What's interesting about this is that there are actually three states: unfilled out, approved, and not yet approved. The unfilled out or blank means I haven’t done anything yet.

Styling your checkboxes

Adding ratings

You don't necessarily have to use text for dropdown menus. You can make use of ratings. I'll show you a couple of cool ways to do this.

Let’s right click on the cell, click “View more cell actions”, Data Validation, and make the changes inside “List of items.”

We can add one star or two stars or more.

What's one more interesting thing we can do here? We have three stars, but it’s not super easy to tell the difference. When we're using Google Sheets, a lot of the information is going to blur together if it looks all the same.

Let’s make use of the black square together with the stars. We want the biggest one possible. It’s going to look like a blank right beside the stars.

We can always change the font size. I always like rating to be pretty darn big. Let's go with 20. That looks awesome!

We can see very clearly the difference between five stars and one star. Much easier than seeing blanks, especially on this white background.

EXERCISE
Copy out the whole Google Sheets tutorial on checkboxes and ratings word for word, with no changes.

MATERIAL PROVIDED
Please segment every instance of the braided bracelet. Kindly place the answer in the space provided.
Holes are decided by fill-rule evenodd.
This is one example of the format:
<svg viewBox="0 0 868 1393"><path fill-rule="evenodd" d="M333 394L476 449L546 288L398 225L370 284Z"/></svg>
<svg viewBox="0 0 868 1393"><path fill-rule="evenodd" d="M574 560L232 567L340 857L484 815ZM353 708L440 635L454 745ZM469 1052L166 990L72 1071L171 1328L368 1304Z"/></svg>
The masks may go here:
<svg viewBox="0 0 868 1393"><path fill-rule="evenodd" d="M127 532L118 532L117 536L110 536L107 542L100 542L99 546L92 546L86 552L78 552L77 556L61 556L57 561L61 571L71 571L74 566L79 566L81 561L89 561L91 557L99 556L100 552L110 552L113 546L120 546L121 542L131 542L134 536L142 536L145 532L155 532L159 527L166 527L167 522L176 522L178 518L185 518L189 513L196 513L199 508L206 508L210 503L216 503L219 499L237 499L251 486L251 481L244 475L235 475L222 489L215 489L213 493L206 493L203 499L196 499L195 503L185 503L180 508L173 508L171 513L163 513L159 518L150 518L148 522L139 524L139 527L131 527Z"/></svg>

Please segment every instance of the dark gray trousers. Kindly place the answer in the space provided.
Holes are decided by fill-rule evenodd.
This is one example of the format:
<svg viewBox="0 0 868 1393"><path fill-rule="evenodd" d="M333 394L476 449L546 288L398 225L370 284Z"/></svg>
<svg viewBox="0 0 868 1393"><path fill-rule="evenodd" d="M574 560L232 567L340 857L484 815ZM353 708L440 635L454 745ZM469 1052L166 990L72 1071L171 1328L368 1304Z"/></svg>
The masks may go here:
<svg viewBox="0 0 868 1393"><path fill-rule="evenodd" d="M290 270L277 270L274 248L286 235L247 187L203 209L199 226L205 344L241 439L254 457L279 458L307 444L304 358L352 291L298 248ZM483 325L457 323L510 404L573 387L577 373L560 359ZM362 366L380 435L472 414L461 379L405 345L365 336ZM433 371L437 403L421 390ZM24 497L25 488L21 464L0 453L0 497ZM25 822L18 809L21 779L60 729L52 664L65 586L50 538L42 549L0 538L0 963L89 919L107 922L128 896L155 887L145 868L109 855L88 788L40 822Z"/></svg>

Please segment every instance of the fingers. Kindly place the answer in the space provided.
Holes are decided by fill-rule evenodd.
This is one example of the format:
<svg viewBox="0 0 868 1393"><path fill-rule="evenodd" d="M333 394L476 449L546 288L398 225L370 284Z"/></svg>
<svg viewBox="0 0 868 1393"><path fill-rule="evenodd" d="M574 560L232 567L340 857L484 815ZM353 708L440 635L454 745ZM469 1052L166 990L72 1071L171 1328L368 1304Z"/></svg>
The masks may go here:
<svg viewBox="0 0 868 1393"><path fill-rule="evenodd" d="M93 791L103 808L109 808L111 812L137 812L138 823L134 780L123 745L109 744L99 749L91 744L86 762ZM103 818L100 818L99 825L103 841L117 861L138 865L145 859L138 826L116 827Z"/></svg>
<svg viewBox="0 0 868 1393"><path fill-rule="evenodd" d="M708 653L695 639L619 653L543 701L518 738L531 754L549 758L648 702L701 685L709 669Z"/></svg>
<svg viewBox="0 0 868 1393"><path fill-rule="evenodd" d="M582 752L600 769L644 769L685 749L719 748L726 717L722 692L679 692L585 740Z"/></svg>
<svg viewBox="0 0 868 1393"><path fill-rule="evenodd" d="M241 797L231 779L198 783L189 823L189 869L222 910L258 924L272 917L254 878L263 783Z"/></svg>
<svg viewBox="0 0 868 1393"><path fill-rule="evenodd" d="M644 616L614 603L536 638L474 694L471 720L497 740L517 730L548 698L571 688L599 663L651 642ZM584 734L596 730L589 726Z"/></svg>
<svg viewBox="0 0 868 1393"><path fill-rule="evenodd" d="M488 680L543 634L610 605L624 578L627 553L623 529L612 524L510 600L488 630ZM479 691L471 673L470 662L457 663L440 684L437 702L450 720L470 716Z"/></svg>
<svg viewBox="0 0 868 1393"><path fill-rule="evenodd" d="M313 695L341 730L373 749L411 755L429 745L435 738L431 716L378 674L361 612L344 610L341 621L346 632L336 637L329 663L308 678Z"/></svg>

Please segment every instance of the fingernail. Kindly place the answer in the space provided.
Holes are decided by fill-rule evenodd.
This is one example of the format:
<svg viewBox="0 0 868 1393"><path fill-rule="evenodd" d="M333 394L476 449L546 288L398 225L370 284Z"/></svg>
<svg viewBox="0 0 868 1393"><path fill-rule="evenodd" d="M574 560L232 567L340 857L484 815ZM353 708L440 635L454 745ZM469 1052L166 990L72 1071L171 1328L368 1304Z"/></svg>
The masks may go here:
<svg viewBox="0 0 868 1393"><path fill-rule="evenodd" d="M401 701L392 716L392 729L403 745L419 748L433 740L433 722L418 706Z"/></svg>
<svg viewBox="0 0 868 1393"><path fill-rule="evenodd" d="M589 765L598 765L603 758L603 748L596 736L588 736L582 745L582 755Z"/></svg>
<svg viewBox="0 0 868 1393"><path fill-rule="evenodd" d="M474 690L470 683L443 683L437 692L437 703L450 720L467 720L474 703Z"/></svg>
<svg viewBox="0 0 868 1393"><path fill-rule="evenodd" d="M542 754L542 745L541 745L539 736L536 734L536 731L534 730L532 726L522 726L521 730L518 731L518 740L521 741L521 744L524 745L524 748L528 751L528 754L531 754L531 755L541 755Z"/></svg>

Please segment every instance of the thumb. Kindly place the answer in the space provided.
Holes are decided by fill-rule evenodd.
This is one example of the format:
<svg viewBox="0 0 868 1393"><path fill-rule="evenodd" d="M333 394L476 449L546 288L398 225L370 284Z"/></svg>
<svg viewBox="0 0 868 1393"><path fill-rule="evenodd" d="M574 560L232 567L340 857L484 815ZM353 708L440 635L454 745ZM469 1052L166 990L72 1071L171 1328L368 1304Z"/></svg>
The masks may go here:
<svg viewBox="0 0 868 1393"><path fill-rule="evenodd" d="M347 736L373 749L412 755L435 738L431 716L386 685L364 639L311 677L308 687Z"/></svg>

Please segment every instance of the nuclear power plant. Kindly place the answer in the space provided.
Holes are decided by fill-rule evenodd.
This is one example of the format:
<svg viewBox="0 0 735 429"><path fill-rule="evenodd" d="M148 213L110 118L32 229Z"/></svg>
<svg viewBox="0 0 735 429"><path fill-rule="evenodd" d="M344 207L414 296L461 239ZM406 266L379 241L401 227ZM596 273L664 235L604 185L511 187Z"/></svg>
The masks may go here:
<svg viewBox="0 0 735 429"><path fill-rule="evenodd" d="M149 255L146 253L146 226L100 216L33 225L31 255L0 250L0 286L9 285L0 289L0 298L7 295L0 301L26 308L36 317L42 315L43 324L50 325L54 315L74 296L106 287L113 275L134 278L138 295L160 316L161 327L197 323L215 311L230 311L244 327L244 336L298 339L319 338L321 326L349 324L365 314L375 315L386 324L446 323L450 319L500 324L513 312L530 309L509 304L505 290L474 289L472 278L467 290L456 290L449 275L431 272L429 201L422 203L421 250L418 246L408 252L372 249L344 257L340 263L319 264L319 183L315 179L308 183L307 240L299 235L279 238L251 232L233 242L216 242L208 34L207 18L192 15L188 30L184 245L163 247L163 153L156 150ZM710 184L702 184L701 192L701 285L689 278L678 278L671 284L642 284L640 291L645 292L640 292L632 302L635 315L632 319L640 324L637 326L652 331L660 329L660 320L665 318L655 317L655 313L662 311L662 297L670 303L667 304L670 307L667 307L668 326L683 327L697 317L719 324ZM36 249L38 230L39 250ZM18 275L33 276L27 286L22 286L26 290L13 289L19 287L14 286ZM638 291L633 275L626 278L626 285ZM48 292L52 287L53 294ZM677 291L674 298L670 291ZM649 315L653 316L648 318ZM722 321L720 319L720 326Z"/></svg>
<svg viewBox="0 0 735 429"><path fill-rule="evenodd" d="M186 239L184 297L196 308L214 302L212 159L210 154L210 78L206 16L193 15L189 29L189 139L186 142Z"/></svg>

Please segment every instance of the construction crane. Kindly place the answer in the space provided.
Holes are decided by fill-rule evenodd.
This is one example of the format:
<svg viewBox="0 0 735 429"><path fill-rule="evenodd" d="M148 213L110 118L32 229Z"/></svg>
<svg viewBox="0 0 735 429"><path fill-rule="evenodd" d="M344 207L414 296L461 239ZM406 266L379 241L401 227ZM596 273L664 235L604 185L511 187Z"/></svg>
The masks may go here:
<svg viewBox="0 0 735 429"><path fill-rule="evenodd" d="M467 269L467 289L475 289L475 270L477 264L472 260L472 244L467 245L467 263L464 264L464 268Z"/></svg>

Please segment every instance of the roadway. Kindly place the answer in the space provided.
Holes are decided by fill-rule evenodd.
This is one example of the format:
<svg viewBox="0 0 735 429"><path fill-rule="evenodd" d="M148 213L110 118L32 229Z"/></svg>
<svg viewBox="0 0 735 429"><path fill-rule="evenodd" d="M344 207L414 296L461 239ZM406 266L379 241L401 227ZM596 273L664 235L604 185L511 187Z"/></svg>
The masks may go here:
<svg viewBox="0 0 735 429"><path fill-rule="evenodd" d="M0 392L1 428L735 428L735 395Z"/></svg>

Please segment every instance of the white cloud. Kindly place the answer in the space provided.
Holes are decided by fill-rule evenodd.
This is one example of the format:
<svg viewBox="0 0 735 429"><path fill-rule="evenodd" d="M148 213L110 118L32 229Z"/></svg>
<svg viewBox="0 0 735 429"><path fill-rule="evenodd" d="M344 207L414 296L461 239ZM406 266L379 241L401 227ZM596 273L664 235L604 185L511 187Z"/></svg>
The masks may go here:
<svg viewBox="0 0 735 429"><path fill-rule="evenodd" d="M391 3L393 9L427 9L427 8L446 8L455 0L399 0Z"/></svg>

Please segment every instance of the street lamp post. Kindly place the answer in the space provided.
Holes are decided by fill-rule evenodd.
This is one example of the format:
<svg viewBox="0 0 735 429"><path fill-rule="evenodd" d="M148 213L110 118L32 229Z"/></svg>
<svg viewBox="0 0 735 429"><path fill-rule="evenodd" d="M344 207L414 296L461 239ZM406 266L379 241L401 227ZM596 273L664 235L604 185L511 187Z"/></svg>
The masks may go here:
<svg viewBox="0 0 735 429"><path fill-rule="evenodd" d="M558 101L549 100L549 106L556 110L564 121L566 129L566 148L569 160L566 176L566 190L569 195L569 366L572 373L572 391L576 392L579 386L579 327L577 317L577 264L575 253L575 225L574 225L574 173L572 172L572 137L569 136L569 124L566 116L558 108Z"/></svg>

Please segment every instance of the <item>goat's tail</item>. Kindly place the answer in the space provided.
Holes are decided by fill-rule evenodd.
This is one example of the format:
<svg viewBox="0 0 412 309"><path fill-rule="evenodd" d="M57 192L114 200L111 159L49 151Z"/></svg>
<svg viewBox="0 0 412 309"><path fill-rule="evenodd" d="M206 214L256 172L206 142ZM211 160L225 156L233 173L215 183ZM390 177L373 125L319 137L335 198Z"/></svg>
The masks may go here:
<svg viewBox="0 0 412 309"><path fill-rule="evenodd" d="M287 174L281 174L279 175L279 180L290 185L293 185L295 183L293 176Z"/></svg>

TASK SOLUTION
What's interesting about this is that there are actually three states: unfilled out, approved, and not yet approved. The unfilled out or blank means I haven’t done anything yet.

Styling your checkboxes

Adding ratings

You don't necessarily have to use text for dropdown menus. You can make use of ratings. I'll show you a couple of cool ways to do this.

Let’s right click on the cell, click “View more cell actions”, Data Validation, and make the changes inside “List of items.”

We can add one star or two stars or more.

What's one more interesting thing we can do here? We have three stars, but it’s not super easy to tell the difference. When we're using Google Sheets, a lot of the information is going to blur together if it looks all the same.

Let’s make use of the black square together with the stars. We want the biggest one possible. It’s going to look like a blank right beside the stars.

We can always change the font size. I always like rating to be pretty darn big. Let's go with 20. That looks awesome!

We can see very clearly the difference between five stars and one star. Much easier than seeing blanks, especially on this white background.